DOCUMENT SECTION>

——

Categories
New

Things 104: Power of Music, Misleading Impressions, Two Envelopes

Video
The effect of music on the brain is a very interesting thing that varies tremendously by individual. Last year I discovered a track that has an incredibly powerful mood-altering effect on me: Olympians, by a band with a potentially offensive name. It took a couple of initial slightly bemused listens before it properly seeped into my brain, but now as soon as I hear this track, I feel unbelievably positive, and become filled with an absurd confidence.

Unfortunately I suspect the fact that this track is so resonant for me also suggests that it’s very specific, and it will seem really quite boring to most others. But I find it so amazing I just have to share it anyway. So first, here’s a short version with a video to slightly entertain you while you wonder what on earth I’m going on about:

And if you are so inclined, here’s the full length version:

Tim Link
I saw The Lion King in 3D at Edinburgh International Film Festival, and reviewed it here. The short version of my review would essentially be this:

Quote special: Misleading Impressions
Thanks to Last.fm recommendations I discovered Brian Transeau (BT)’s album This Binary Universe, which turns out to be a bit different to his other albums. As I listened to his back-catalogue I thought I detected an incredible sense of optimisim and positivity. When I later found Brian Transeau was on Twitter, I found this impression was entirely correct. Sample tweet:

5am and time for our first ever sunrise, father daughter bike ride. Today is already #WIN Good Morning!

My favourite musician is probably Jon Hopkins who I now listen to instead of any other Chill Out music since for me he somehow trumps pretty much the entire genre. He is behind some of the most relaxing and beautiful tracks I know, so I was curious to see what he was like on Twitter. The answer: actually a bit different. Brilliantly, this was the first Tweet of his that I read:

I wish one of James May’s Big Ideas was to FUCK OFF

Finally, moving away from music, I referenced Mitch Hedberg’s famous escalator line in my Lion King 3D review:

An escalator can never break – it can only become stairs.

Realising I was unfamiliar with his work, I ended up reading through his Wikiquote page, and found much to like, such as:

My belt holds up my pants and my pants have belt loops that hold up the belt. What the fuck’s really goin on down there? Who is the real hero?

——

EXERCISE BRIEF>
Write the next portion of the blog post on music and misleading impressions, picking up after the final quoted line.

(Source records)
——

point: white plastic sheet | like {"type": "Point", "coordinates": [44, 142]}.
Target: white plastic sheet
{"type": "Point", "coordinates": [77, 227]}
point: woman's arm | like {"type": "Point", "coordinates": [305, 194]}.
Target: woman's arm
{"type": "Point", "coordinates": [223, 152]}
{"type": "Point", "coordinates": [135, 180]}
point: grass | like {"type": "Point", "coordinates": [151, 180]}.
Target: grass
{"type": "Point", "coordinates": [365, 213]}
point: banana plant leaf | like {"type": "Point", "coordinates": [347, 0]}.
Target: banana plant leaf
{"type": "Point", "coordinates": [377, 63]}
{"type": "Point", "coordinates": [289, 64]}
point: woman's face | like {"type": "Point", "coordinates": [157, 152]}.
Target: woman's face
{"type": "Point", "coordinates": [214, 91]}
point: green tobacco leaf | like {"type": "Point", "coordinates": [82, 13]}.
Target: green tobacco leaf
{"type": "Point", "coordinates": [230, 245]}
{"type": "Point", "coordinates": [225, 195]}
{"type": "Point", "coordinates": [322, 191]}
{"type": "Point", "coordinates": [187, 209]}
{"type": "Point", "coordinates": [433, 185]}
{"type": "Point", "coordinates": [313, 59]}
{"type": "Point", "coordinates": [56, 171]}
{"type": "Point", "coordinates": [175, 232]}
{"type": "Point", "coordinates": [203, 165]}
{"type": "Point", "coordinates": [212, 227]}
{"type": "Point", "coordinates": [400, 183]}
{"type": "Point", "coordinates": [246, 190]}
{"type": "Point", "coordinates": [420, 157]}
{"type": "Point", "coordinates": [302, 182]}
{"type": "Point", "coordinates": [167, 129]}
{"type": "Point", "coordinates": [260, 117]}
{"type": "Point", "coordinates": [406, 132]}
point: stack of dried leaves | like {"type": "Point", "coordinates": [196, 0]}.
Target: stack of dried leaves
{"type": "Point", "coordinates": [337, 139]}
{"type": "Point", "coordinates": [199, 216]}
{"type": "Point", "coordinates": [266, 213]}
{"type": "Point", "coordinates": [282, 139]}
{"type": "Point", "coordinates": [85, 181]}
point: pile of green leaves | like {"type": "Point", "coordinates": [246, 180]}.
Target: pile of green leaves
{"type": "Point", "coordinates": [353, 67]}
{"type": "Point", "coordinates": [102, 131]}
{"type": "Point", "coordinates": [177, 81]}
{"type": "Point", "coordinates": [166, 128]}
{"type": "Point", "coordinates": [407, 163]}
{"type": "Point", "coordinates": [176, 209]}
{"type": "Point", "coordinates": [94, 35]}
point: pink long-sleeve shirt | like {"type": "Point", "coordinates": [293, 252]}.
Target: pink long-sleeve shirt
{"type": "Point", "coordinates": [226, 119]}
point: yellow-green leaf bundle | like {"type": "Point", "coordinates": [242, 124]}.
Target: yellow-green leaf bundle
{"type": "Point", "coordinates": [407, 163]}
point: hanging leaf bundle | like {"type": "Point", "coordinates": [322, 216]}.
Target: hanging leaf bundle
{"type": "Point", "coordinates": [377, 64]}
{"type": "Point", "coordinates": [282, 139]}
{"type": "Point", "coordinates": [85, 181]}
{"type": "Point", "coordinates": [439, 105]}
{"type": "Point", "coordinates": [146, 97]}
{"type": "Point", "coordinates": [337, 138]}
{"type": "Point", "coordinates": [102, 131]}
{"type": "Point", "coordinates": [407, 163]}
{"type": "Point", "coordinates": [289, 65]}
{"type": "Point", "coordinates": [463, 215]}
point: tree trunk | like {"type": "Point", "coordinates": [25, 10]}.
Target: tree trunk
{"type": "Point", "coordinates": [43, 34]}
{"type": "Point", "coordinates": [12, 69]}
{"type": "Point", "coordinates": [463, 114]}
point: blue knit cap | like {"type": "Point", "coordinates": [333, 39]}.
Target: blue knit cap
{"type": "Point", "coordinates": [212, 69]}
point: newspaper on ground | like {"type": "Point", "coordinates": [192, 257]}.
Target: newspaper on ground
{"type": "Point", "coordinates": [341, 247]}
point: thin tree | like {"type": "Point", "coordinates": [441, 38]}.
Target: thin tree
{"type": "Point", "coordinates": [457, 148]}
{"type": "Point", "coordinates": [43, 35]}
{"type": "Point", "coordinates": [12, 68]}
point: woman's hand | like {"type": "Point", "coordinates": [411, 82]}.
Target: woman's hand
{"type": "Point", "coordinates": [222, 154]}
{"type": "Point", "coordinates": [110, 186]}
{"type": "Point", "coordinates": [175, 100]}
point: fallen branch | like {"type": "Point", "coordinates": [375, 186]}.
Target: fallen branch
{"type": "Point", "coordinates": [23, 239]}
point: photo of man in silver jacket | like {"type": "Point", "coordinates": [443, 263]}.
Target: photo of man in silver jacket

——

RESPONSE>
and:

When you go to a restaurant on the weekends and it’s busy they start a waiting list. They start calling out names, they say “Dufresne, party of two. Dufresne, party of two.” And if no one answers they’ll say their name again. “Dufresne, party of two, Dufresne, party of two.” But then if no one answers they’ll just go right on to the next name. “Bush, party of three.” Yeah, what happened to the Dufresnes? No one seems to give a shit. Who can eat at a time like this? People are missing! You fuckers are selfish. The Dufresnes are in someone’s trunk right now, with duct tape over their mouths. And they’re hungry. That’s a double whammy. Bush, search party of three, you can eat when you find the Dufresnes.

So after that I naturally looked him up on YouTube, and at that point discovered him to be completely different to what I had imagined:

http://www.youtube.com/watch?v=2491LucLa1g

Gone, try this one:

Picture
A lot of infographics annoy me, but I like the idea of bringing together the data that drives this one so much I don’t mind its shortcomings.

Puzzle – The Two Envelopes
I can’t believe I haven’t put this one in Things before.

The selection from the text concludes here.